You no doubt have Adam Svensson on your Fantasy Golf team.
Adam who?
Svensson, not a Swedish Svensson but a kid from Canada who finished as the unlucky No. 26 on the Web.com Tour but a spot in the Top 50 at the Web.com finals got him to Waialae this week.
By the way, he’s No. 444 in the world if that matters.
What did matter was the nine-under par 61 he shot on Thursday to hold the first-round lead at the Sony Open.
Things started out quietly for the 25-year-old, a couple of birdies then get got to the par five ninth where he “thinned a five-iron” from 197-yards out that stopped three feet from the hole. That eagle got him going and he’d add five birdies coming home.
“Yeah, missed a couple on the front and I was like, Just be patient. I started rolling in 40, 45 footers, something like that, and I just kind of took it from there. Had a lot of the confidence. Was just feeling it today with the putter,” Svensson said, and that appears to be the secret to scoring at Waialae — putting.
It sure wasn’t course knowledge for Svensson, who had just one full practice round and wasn’t in the pro-am.
“I played one practice round on Tuesday and I felt like my strength is ball striking. Off the tee you got to be in the fairway. If you’re not in the fairway you know 90% of the time it’s going to be a flier. So fairways are huge, and greens in regulation is important as well,” Svensson said after his career-low round on the PGA Tour.

TASK SET:
a: In the golf article, why does Svensson say fairways matter so much at Waialae?
b: List every ranking or position the golf article gives for Svensson, along with what each one refers to.

DATA FOR REVIEW:

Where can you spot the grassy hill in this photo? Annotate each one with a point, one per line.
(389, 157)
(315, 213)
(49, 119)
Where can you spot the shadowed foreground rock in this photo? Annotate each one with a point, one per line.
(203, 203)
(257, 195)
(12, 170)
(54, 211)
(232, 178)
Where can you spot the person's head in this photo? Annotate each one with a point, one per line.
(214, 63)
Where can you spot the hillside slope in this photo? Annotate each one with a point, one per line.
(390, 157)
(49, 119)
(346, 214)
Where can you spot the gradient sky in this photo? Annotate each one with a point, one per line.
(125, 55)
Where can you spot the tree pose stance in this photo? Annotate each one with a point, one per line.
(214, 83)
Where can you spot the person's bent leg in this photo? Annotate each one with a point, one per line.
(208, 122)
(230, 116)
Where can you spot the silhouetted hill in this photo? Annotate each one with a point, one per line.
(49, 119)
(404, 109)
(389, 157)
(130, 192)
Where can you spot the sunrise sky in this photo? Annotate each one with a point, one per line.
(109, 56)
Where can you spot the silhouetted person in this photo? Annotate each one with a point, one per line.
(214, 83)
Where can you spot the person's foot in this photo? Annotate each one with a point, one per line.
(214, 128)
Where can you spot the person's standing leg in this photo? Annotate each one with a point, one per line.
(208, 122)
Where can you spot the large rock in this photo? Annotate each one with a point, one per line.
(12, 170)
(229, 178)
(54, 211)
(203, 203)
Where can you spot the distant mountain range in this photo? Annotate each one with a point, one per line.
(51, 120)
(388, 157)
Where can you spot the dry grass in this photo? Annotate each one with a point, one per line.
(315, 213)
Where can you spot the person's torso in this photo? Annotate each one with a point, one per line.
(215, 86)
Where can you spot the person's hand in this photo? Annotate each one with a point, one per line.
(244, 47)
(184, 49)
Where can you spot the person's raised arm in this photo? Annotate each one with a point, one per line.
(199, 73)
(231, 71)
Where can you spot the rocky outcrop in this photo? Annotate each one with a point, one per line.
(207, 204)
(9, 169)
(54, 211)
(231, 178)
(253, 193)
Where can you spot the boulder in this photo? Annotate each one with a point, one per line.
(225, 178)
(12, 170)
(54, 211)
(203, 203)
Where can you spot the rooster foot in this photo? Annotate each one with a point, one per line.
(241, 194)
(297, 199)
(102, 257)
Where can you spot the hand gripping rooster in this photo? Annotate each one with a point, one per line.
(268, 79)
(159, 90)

TASK RESULTS:
a: He says that if you miss the fairway, 90% of the time the shot will be a flier. That makes hitting fairways "huge" off the tee.

b:
- No. 26 on the Web.com Tour
- A spot in the Top 50 at the Web.com finals
- No. 444 in the world
- The first-round lead at the Sony Open